Prompt - Render the material from its start up to and including the line with "positive clicks: (742, 16)" as a numbered list, skipping any blank lines.

Material for this task -
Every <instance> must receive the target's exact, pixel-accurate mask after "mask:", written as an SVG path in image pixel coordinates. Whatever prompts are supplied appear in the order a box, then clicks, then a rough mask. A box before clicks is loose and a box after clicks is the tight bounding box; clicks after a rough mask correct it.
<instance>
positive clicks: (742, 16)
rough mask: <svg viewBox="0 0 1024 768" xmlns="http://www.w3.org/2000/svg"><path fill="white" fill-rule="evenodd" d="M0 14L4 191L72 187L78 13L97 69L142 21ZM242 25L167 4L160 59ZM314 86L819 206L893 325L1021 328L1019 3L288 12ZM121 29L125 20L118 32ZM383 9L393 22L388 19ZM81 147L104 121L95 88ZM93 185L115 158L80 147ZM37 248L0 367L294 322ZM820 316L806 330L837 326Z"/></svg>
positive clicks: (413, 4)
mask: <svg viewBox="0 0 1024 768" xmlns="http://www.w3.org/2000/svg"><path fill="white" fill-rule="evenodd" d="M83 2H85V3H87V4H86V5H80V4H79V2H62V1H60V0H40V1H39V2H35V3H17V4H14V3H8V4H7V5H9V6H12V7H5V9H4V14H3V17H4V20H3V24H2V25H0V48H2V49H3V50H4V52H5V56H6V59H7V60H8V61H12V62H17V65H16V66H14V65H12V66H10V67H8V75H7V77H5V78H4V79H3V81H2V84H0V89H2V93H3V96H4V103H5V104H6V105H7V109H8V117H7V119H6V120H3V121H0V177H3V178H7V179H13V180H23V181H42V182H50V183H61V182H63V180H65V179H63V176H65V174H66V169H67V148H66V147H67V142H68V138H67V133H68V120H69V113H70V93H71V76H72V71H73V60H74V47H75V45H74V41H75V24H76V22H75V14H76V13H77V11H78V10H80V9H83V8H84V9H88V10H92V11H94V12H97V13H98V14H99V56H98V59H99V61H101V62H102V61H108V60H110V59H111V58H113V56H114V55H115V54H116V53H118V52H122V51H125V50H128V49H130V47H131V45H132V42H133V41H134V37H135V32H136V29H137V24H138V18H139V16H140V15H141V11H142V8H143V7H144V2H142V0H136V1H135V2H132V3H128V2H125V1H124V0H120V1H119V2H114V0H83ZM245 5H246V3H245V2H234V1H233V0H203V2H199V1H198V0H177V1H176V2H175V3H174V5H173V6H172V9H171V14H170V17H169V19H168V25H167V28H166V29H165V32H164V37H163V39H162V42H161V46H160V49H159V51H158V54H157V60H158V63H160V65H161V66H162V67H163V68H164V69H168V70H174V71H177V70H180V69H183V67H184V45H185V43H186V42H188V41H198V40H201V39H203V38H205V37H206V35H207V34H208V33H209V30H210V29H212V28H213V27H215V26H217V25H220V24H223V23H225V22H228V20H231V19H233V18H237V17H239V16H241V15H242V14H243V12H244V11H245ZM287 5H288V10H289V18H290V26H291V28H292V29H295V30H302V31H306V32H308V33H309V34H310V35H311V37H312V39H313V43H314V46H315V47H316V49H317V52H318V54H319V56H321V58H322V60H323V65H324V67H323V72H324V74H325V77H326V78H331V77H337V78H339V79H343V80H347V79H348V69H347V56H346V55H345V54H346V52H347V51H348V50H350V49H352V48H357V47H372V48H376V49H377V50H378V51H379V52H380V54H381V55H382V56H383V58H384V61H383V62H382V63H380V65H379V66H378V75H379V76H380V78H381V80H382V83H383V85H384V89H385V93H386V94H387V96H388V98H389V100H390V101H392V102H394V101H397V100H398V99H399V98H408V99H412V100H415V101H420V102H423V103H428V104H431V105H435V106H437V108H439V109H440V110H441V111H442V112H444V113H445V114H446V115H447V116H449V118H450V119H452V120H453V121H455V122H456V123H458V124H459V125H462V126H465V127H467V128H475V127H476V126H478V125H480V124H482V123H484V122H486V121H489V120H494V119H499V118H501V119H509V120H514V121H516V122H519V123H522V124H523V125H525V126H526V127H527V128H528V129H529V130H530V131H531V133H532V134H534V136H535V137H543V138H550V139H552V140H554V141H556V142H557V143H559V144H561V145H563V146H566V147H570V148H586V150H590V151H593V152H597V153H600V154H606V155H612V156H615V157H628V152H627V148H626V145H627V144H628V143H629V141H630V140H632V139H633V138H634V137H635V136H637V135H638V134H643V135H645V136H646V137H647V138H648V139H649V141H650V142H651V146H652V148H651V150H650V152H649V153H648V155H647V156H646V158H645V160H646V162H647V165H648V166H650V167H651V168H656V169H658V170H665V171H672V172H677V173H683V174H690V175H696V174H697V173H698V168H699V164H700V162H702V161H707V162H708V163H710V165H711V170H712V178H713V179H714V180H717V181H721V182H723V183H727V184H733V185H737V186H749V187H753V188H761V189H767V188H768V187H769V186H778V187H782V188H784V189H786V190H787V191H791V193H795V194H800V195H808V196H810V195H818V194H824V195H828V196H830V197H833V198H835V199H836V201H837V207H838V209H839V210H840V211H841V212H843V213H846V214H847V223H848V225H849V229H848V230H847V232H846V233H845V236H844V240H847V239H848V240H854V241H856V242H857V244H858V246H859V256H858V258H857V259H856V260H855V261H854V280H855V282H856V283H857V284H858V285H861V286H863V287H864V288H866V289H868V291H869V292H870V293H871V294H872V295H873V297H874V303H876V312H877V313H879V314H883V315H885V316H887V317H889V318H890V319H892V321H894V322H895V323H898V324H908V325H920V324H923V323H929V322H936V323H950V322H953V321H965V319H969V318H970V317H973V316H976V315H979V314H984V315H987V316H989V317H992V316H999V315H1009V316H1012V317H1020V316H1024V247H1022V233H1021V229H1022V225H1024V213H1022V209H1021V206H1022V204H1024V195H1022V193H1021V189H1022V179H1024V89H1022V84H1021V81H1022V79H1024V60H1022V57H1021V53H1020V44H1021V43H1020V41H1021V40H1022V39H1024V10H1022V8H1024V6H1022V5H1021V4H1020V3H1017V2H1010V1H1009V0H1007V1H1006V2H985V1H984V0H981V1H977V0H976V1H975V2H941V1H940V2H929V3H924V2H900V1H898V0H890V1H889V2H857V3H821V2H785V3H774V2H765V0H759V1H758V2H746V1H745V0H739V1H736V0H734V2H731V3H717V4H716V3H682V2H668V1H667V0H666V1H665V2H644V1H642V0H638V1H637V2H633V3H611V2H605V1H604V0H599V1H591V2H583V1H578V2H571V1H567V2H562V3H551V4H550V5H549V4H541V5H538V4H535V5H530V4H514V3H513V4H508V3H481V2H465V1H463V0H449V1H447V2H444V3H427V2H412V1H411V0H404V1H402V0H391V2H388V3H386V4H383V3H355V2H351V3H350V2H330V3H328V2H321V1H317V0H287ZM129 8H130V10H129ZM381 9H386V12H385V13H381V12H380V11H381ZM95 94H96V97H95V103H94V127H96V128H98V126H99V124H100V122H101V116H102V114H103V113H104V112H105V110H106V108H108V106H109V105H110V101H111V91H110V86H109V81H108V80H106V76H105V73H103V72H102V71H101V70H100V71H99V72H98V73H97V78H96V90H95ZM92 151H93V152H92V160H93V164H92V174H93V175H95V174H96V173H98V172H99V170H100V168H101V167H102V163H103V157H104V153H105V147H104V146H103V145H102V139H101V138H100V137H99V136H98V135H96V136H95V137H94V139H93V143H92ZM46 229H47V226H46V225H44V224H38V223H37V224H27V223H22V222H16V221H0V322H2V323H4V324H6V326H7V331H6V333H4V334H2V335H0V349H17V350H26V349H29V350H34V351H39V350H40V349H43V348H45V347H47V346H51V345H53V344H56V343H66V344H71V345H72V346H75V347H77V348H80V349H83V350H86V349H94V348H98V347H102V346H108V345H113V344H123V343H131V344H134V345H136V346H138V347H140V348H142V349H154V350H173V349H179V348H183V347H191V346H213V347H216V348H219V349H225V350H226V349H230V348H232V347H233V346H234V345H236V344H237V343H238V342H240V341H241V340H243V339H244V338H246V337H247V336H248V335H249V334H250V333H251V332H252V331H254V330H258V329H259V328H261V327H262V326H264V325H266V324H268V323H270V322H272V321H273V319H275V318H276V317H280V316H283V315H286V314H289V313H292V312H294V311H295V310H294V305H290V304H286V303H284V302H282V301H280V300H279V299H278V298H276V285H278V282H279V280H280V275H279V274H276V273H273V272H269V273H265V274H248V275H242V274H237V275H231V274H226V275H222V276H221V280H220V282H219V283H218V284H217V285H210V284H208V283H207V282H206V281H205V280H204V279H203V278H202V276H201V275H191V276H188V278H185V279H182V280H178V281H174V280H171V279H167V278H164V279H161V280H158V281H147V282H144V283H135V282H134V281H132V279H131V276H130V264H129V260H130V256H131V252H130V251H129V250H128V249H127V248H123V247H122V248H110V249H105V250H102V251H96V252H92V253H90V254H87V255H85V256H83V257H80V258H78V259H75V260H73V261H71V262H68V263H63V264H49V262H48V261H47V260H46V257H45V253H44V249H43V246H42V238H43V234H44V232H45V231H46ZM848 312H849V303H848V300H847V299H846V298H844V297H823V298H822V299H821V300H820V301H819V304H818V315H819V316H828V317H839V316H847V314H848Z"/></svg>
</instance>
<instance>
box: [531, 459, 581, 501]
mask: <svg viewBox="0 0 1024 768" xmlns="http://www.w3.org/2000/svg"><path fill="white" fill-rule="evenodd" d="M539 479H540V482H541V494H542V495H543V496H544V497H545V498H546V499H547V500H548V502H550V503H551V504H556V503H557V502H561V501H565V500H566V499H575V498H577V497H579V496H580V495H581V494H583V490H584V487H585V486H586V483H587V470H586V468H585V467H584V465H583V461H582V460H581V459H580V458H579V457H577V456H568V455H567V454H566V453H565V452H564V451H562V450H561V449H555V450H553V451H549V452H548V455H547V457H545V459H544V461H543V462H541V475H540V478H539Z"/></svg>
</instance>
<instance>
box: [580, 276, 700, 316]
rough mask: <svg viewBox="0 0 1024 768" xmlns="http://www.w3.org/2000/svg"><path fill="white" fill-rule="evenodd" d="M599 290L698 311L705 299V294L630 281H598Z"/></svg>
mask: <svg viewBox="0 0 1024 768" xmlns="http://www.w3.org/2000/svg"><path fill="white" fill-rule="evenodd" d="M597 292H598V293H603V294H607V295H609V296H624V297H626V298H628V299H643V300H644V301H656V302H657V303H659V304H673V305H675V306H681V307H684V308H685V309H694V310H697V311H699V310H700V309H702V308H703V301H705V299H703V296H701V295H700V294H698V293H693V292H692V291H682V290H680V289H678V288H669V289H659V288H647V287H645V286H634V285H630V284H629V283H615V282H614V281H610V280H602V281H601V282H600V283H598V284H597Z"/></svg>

Written answer -
1. Every <instance> must receive the target's exact, pixel-accurate mask after "mask:", written as an SVG path in image pixel coordinates. Whatever prompts are supplied appear in the order a box, then clicks, then a rough mask. A box before clicks is loose and a box after clicks is the tight bounding box; clicks after a rough mask correct it.
2. <instance>
3. positive clicks: (742, 16)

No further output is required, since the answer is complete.